▶ [Source extract]
——

Load balancing & High Availability
Heimdall provides a multi-tiered approach to supporting High Availability that supports a wider variety of databases vendors and database topologies than any other product on the market. This includes failover logic at the JDBC driver itself, and coordinated failover via the central manager. With it, the following aspects of database behavior can be accounted for and made highly reliable, while accounting for the limits that may be inherent in any database synchronization technology:
True active+active load balancing One or more write-only masters One or more read-only slaves Hot-standby servers Cold-standby servers Control of pre-emption on restoration of services Scripted orchestration on failures with multi-phase configuration commits Automatic disaster recovery activation *Custom query routing
How to account for each of these will be described, and a variety of configuration scenario examples explained in detail.
While simple at a high level, high availability of database servers is an extremely complex topic, and the interaction that Heimdall has with the databases is as such also complex topic. Below are a few questions that need to be asked both in setting up the database cluster, and the answers are important in evaluating what should be done with the Heimdall configuration:
- Should the infrastructure have a shared-nothing approach to the data processing of queries? This implies that all disks and disk infrastructure should be redundant. Solutions such as Oracle RAC leverage a shared-disk infrastructure in order to simplify the task of managing data, when load balancing of the database nodes is performed. While an excellent solution for many environments, this infrastructure is very expensive, and still leaves the risk of a storage corruption resulting in a complete outage.
- If not sharing the disk infrastructure, will synchronous or asynchronous replication be performed between nodes?
- Synchronous replication indicates that between two or more nodes, all nodes must agree that a commit can be performed, and that it completed before a response is provided to the client. This results in a significant overhead in writes, but guarantees that database nodes are in sync, and allows a more flexible active-active approach to load balancing of write traffic. For the purposes of configuration, a shared disk infrastructure will be considered the same as synchronous replication.
- Asynchronous replication is the method of executing a complete transaction on a single server, then replicating the changes to a second server. In most cases, this works well, but can have unfortunate side-effects.
- Will a single write-only node be acceptable, with reads spread across nodes, or will all activity take place on a single node, with a second node acting as a pure standby node?
- Will the replication be unidirectional or bidirectional, i.e. will all changes be pushed from one node to one or more, or will all changes on all nodes be pushed to all other nodes.
An excellent article on the issues with Asynchronous replication and load balancing can be found at: http://datacharmer.blogspot.com/2013/03/multi-master-data-conflicts-part-1.html, and covers much of what is necessary to help answer these questions and an overview of the issues related with them.
Once the question of if the server is doing synchronous replication or asynchronous replication and unidirectional vs. bidirectional replication is answered, then the Heimdall configuration can be designed.
First, for load balancing to operate, the “enable load balancing” option must be selected. If not, then the only server Heimdall will connect to will be the primary JDBC URL. If load balancing is enabled however, then the jdbc URL specified in the top section of the configuration will be ignored, although used as the initially configured server in the load balancing configuration.

——

▶ [Record set]
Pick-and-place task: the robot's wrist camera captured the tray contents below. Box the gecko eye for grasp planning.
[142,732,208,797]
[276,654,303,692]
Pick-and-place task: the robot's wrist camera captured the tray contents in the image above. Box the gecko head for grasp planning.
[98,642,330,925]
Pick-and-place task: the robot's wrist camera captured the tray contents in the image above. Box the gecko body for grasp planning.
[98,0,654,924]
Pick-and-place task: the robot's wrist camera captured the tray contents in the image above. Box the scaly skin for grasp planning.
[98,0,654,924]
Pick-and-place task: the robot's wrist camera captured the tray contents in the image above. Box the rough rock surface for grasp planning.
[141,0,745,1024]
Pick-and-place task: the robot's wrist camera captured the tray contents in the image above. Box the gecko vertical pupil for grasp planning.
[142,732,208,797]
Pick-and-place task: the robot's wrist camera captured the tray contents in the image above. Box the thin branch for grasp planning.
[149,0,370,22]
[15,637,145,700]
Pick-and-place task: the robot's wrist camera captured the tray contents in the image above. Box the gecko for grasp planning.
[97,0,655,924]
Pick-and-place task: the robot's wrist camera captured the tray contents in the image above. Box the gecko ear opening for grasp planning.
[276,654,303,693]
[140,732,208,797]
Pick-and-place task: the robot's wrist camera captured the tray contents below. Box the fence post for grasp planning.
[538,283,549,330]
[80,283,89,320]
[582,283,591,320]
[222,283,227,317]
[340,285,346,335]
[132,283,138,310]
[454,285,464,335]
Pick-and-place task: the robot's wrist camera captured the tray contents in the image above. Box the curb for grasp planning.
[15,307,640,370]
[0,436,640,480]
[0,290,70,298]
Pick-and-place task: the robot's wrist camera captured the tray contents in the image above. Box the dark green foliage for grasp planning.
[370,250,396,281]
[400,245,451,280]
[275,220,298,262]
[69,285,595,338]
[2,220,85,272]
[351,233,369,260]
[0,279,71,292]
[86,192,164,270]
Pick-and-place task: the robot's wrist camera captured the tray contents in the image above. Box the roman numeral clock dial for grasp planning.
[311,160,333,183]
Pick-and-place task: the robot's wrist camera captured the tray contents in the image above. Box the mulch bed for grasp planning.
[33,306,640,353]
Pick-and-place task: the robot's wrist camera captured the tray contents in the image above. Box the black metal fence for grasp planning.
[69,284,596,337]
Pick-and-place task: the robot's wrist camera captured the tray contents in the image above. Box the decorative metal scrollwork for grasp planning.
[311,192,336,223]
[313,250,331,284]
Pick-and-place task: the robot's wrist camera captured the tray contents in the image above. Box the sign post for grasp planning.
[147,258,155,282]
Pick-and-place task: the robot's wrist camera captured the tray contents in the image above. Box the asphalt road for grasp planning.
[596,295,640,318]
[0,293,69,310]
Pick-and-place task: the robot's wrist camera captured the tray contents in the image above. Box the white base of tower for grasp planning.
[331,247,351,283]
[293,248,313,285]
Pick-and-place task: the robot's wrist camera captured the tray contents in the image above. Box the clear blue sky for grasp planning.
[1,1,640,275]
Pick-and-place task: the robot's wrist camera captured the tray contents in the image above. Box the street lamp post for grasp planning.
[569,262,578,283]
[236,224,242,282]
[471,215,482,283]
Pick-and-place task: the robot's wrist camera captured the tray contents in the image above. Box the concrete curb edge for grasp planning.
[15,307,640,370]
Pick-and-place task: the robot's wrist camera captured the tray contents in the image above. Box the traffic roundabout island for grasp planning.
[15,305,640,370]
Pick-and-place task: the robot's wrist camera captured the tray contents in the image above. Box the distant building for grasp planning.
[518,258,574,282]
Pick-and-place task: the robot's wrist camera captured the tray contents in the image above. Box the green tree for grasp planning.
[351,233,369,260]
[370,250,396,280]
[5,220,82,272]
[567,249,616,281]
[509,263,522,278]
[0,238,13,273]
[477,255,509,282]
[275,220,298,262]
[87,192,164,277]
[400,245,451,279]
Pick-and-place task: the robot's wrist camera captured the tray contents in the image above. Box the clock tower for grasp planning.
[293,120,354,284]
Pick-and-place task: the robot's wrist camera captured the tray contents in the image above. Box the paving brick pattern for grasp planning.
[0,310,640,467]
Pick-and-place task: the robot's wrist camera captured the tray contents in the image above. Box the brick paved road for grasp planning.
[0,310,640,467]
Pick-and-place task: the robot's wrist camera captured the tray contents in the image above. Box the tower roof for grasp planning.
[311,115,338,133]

——

▶ [Written tasks]
[1] Answer these questions from the Heimdall high-availability text.
(a) Besides coordinated failover via the central manager, where does Heimdall place failover logic?
(b) For configuration purposes, what is a shared disk infrastructure treated as equivalent to?
(c) If the "enable load balancing" option is not selected, which server will Heimdall connect to?
[2] Extend the Heimdall high-availability text, picking up after its final sentence.

▶ [Task-by-task outputs]
[1]
(a) In the JDBC driver itself.
(b) Synchronous replication.
(c) Only the primary JDBC URL.

[2]
The next option, that of track cluster changes, enables the cluster detection and tracking logic to become active with Heimdall. The purpose of this is to allow Heimdall to reconfigure itself based on the cluster’s configuration as it may change. This works for the following cluster types:
- MySQL (stock) Master/slave replication
- Galera Cluster Master/Master replication
- Postgres Master/Read-slave replication (not PG 10 logical replication)
- SQL Server Always-on availability groups
- SQL Server Mirroring
In an RDS environment, to support global RDS clusters, the AWS RDS ARN can be filled in, and will then be used to discover the entire global cluster.
The use response metrics option is used in situations where the readers may be distributed, either in multiple availability zones, or even globally distributed. This option will result in each proxy using the response time metrics from health checks to determine the closest or best performing reader, then filtering out any readers that are not within 25% of the best reader's response time. In most cases, this is sufficient enough so that only the readers in the same availability zone will be selected to be read from, although some combinations of AZ's may be paired together for reading due to close proximity.
The Track Replication Lag option is described below, as is the Lag window Buffer.
When enabled, Heimdall will on a failure event and every 30 seconds check the state of the database cluster, and will reconfigure itself as necessary based on the cluster configuration, allowing for automatic role selection. Please see below for the rules in determining what server takes what role (when it is not deterministic) via the target read and write capacity.
The node configurations contain the following:
- NAME: A simple name used internally for tracking the individual server, and may be used in various logging operations. When cluster tracking is used, the name will indicate the role and ID of the server, and will be auto-generated.
- URL: The URL is the JDBC URL that will be used to access this data source. Note that when load balancing is configured, this JDBC URL overrides the normal JDBC URL. In the case a database server has multiple ports, each can be used as an independent database in this configuration.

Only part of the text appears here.